>> Start

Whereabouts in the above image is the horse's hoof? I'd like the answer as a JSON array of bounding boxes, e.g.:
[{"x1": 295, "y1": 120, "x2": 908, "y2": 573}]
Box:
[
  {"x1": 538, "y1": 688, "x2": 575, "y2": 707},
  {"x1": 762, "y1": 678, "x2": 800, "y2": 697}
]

>> End
>> Start

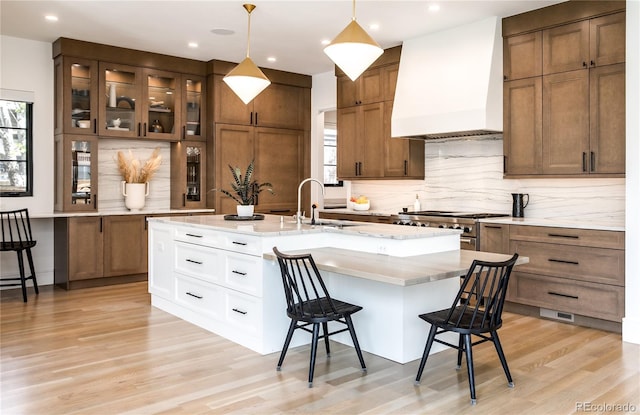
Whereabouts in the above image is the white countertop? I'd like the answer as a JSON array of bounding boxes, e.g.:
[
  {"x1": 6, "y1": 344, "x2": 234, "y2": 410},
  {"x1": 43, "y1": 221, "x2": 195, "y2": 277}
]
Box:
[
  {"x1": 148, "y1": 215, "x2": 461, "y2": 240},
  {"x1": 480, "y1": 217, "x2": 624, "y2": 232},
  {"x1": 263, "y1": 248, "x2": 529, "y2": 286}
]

>> End
>> Start

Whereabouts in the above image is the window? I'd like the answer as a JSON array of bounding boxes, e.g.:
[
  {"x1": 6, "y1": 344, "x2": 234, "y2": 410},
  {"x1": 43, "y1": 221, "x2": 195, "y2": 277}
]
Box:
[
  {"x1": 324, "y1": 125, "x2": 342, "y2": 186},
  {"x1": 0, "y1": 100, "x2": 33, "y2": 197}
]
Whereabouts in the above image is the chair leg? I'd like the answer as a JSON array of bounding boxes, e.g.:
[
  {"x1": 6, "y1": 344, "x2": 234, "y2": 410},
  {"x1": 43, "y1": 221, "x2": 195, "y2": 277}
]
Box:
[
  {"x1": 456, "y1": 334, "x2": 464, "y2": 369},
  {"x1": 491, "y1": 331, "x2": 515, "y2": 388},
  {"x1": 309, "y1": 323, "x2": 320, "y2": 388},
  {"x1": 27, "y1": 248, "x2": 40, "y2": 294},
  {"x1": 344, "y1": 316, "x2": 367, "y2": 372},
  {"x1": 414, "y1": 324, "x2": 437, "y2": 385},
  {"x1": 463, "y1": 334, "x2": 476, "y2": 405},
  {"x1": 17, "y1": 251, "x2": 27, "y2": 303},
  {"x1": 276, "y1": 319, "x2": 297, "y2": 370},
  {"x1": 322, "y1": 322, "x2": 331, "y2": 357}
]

>> End

== Problem to work on ==
Which lines in the records above contain the string "JSON"? Return each one in full.

== Task answer ==
Whereabouts in the above image is the horse's hoof? I'd like the answer as a JSON array of bounding boxes, e.g.:
Whereabouts in the above image is the white countertop? I'd like the answer as a JSON array of bounding boxes, e.g.:
Whereabouts in the above image is the window? I'd like the answer as a JSON array of bounding boxes, e.g.:
Whereabouts in the above image is the chair leg? I'd like the answer as a JSON array of bounding boxes, e.g.:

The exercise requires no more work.